» Supplied data:
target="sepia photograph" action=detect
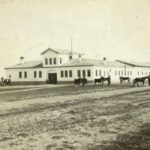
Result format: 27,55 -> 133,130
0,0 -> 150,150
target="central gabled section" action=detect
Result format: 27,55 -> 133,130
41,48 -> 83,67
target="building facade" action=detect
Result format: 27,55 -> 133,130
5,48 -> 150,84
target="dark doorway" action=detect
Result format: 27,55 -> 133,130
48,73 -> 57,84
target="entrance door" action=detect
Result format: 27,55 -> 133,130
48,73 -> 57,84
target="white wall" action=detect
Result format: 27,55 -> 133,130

» Aim:
Can you copy every record above word for word, leaving out any pictures?

» Finished exercise:
target="sepia photograph" action=detect
Result format: 27,55 -> 133,130
0,0 -> 150,150
target="central gabled section" action=detect
Result format: 27,55 -> 133,130
41,48 -> 83,67
target="building facade" action=detect
Result format: 27,55 -> 133,130
5,48 -> 150,84
target="dark doorway" action=detect
Result format: 27,55 -> 133,130
48,73 -> 57,84
target="entrance door" action=detect
Result format: 27,55 -> 133,130
48,73 -> 57,84
target="white wall" action=detect
Result format: 27,55 -> 133,130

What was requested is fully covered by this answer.